> [Task prompt]
Every line of the records below should be restated exactly.

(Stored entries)
══════════
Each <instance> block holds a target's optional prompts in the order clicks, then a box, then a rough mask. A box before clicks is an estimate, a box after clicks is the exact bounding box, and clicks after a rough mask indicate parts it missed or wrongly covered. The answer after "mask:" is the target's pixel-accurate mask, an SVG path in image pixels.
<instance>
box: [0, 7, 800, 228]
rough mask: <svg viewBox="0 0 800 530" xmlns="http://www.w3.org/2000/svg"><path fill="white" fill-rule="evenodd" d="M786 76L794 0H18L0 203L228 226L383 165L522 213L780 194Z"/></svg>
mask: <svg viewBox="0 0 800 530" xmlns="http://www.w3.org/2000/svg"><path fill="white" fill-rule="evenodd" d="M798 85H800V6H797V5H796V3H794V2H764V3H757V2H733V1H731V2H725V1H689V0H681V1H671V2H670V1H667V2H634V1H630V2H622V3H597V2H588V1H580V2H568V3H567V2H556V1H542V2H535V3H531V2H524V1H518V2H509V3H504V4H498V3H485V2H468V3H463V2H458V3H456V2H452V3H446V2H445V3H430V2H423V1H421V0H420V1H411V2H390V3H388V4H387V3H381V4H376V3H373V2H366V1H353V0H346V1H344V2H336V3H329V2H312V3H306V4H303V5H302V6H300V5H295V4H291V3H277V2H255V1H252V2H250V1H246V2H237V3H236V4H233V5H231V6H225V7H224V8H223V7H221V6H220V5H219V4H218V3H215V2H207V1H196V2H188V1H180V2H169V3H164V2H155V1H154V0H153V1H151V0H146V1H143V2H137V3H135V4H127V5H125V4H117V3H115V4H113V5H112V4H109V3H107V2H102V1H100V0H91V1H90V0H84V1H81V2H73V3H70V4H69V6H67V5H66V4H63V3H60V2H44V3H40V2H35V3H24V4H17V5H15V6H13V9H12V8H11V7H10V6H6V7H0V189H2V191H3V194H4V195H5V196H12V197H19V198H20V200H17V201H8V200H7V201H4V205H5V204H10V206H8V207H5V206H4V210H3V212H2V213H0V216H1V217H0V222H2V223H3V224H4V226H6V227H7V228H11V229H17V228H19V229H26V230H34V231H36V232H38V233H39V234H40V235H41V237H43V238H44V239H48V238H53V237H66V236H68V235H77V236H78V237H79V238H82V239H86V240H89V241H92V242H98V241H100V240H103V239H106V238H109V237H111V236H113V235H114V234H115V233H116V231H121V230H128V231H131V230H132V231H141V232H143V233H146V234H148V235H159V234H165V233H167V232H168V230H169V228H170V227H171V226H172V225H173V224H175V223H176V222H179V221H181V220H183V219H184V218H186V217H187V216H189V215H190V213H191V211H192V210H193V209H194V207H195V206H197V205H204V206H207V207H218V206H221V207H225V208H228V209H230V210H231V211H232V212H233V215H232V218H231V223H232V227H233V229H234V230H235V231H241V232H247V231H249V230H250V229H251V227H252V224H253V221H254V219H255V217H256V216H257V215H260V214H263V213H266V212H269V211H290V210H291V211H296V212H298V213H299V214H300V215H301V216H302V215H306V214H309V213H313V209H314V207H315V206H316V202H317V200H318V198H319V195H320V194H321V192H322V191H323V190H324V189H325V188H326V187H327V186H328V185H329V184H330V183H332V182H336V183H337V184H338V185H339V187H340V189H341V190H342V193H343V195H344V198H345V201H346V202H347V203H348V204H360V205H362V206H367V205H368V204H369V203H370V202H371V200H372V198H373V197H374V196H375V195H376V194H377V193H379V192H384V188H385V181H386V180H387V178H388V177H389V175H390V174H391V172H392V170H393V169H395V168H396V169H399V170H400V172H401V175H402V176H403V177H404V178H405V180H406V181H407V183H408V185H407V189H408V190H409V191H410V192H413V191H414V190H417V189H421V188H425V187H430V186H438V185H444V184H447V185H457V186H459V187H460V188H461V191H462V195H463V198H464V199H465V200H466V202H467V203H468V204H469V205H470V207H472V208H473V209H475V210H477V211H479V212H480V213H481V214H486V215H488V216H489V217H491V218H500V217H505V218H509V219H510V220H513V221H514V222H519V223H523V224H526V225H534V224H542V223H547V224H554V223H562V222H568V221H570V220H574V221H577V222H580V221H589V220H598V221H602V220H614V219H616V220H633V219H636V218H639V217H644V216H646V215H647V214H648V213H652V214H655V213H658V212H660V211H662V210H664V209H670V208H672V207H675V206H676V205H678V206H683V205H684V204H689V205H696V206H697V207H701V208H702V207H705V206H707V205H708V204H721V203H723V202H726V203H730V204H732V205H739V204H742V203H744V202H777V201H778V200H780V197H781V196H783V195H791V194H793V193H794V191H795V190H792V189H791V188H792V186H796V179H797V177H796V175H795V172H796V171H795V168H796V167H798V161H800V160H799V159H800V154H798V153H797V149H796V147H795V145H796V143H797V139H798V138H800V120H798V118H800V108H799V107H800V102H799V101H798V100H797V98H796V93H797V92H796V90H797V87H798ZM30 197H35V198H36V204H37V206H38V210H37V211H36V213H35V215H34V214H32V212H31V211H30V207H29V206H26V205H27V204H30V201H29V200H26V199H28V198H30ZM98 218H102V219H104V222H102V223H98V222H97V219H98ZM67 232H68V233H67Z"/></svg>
══════════
> [Exercise output]
Each <instance> block holds a target's optional prompts in the order clicks, then a box, then a rough mask. A box before clicks is an estimate, a box after clicks is the exact bounding box, and clicks after a rough mask indicate parts it missed or wrongly covered. The answer after "mask:" is the target's pixel-accurate mask, an SVG path in image pixels.
<instance>
box: [0, 7, 800, 228]
rough mask: <svg viewBox="0 0 800 530" xmlns="http://www.w3.org/2000/svg"><path fill="white" fill-rule="evenodd" d="M786 76L794 0H18L0 203L228 226L383 165L522 213L780 194Z"/></svg>
mask: <svg viewBox="0 0 800 530" xmlns="http://www.w3.org/2000/svg"><path fill="white" fill-rule="evenodd" d="M798 85H800V6H797V5H796V3H794V2H764V3H757V2H733V1H731V2H725V1H689V0H681V1H671V2H670V1H667V2H634V1H630V2H622V3H597V2H588V1H580V2H568V3H567V2H556V1H542V2H535V3H531V2H524V1H518V2H509V3H504V4H498V3H485V2H468V3H463V2H458V3H456V2H452V3H446V2H445V3H430V2H423V1H421V0H420V1H411V2H390V3H388V4H387V3H381V4H376V3H373V2H366V1H353V0H346V1H344V2H336V3H329V2H312V3H306V4H303V5H302V6H300V5H295V4H291V3H277V2H255V1H252V2H250V1H246V2H237V3H236V4H233V5H231V6H225V7H224V8H223V7H221V6H220V5H219V4H218V3H215V2H207V1H196V2H188V1H180V2H169V3H164V2H155V1H154V0H153V1H151V0H146V1H143V2H137V3H135V4H127V5H125V4H117V3H115V4H113V5H112V4H109V3H107V2H102V1H100V0H91V1H90V0H84V1H81V2H73V3H70V4H69V6H67V5H66V4H63V3H60V2H44V3H40V2H35V3H24V4H17V5H15V6H13V9H12V8H11V7H10V6H6V7H0V189H2V191H3V194H4V195H5V196H12V197H19V198H20V200H17V201H8V200H7V201H4V205H5V204H10V206H8V207H5V206H4V210H3V212H2V213H0V216H1V217H0V222H2V223H3V224H4V226H6V227H7V228H11V229H17V228H19V229H26V230H34V231H36V232H38V233H39V234H40V235H41V237H43V238H44V239H48V238H53V237H66V236H68V235H77V236H78V237H79V238H82V239H86V240H89V241H92V242H98V241H100V240H103V239H106V238H109V237H111V236H113V235H114V234H115V233H116V231H121V230H128V231H131V230H132V231H141V232H143V233H146V234H148V235H159V234H165V233H167V232H168V230H169V228H170V227H171V226H172V225H173V224H175V223H176V222H179V221H181V220H183V219H184V218H186V217H187V216H189V215H190V213H191V211H192V210H193V209H194V207H195V206H197V205H204V206H207V207H218V206H221V207H225V208H228V209H230V210H231V211H232V212H233V215H232V218H231V223H232V227H233V229H234V230H235V231H241V232H247V231H249V230H250V229H251V227H252V224H253V221H254V219H255V217H256V216H257V215H260V214H263V213H266V212H269V211H290V210H291V211H296V212H298V213H299V214H300V215H301V216H302V215H306V214H309V213H313V209H314V207H315V206H316V202H317V200H318V198H319V195H320V194H321V192H322V191H323V190H324V189H325V188H326V187H327V186H328V185H329V184H330V183H332V182H336V183H337V184H338V185H339V187H340V189H341V190H342V193H343V195H344V198H345V201H346V202H347V203H348V204H360V205H362V206H367V205H368V204H369V203H370V202H371V200H372V198H373V197H374V196H375V195H376V194H377V193H379V192H384V188H385V181H386V180H387V178H388V177H389V175H390V174H391V172H392V170H393V169H395V168H396V169H399V170H400V172H401V175H402V176H403V177H404V178H405V180H406V181H407V183H408V185H407V189H408V190H409V191H410V192H413V191H414V190H417V189H421V188H425V187H430V186H438V185H444V184H447V185H457V186H459V187H460V188H461V191H462V195H463V198H464V199H465V200H466V202H467V203H468V204H469V205H470V207H472V208H473V209H475V210H477V211H479V212H480V213H481V214H486V215H488V216H489V217H491V218H500V217H505V218H509V219H510V220H513V221H514V222H519V223H523V224H526V225H534V224H542V223H547V224H554V223H562V222H568V221H570V220H574V221H577V222H580V221H589V220H598V221H602V220H614V219H616V220H633V219H636V218H639V217H644V216H646V215H647V214H648V213H652V214H655V213H658V212H660V211H662V210H664V209H670V208H672V207H675V206H676V205H678V206H683V205H684V204H689V205H696V206H697V207H701V208H702V207H705V206H707V205H708V204H721V203H723V202H726V203H730V204H732V205H739V204H742V203H744V202H777V201H778V200H780V197H781V196H783V195H791V194H793V193H794V191H795V190H792V189H791V188H792V186H796V179H797V177H796V175H795V172H796V171H795V168H796V167H798V161H800V160H799V159H800V154H798V153H797V149H796V147H795V145H796V143H797V139H798V138H800V120H798V118H800V108H799V107H800V102H799V101H798V100H797V98H796V93H797V92H796V90H797V87H798ZM30 197H35V198H36V204H37V206H38V210H37V211H36V213H35V215H34V214H32V212H31V211H30V207H29V206H26V205H27V204H30V201H29V200H26V199H28V198H30ZM98 218H102V219H104V222H102V223H98V222H97V219H98ZM67 232H68V233H67Z"/></svg>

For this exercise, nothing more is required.